Return, from the data below, each line that contains the word "stalk".

■ Exercise input ■
# # # #

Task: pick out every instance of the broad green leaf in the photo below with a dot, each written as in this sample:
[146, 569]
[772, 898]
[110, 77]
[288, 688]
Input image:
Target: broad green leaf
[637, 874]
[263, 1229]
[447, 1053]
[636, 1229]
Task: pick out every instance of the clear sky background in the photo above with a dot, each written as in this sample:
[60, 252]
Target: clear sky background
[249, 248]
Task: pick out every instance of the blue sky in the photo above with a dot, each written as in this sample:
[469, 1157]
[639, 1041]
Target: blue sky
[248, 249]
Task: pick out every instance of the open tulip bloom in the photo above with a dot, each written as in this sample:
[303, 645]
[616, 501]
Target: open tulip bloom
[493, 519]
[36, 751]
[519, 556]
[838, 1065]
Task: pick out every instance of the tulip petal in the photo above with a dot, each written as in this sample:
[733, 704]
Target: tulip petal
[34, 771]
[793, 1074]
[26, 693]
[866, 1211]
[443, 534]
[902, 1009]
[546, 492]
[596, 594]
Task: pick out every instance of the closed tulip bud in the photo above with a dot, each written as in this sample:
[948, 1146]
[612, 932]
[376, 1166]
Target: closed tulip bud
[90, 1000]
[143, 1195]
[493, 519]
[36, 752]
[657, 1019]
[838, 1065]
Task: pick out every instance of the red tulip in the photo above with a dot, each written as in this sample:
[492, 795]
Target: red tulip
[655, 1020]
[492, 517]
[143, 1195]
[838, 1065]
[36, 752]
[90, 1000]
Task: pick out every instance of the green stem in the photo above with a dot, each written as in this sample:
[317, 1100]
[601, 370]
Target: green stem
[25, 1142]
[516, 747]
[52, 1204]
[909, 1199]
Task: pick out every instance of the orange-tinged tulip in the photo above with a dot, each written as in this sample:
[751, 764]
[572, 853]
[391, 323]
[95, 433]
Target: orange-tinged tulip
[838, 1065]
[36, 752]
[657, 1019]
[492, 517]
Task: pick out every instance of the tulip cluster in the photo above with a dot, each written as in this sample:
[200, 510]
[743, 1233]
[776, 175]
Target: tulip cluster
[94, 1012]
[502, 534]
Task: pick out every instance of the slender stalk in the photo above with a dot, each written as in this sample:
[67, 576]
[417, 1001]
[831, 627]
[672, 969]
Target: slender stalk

# # # #

■ Response to the exercise ■
Task: pick out every instance of the slender stalk in the photo above with a dot, each written as in this sample:
Target: slender stalk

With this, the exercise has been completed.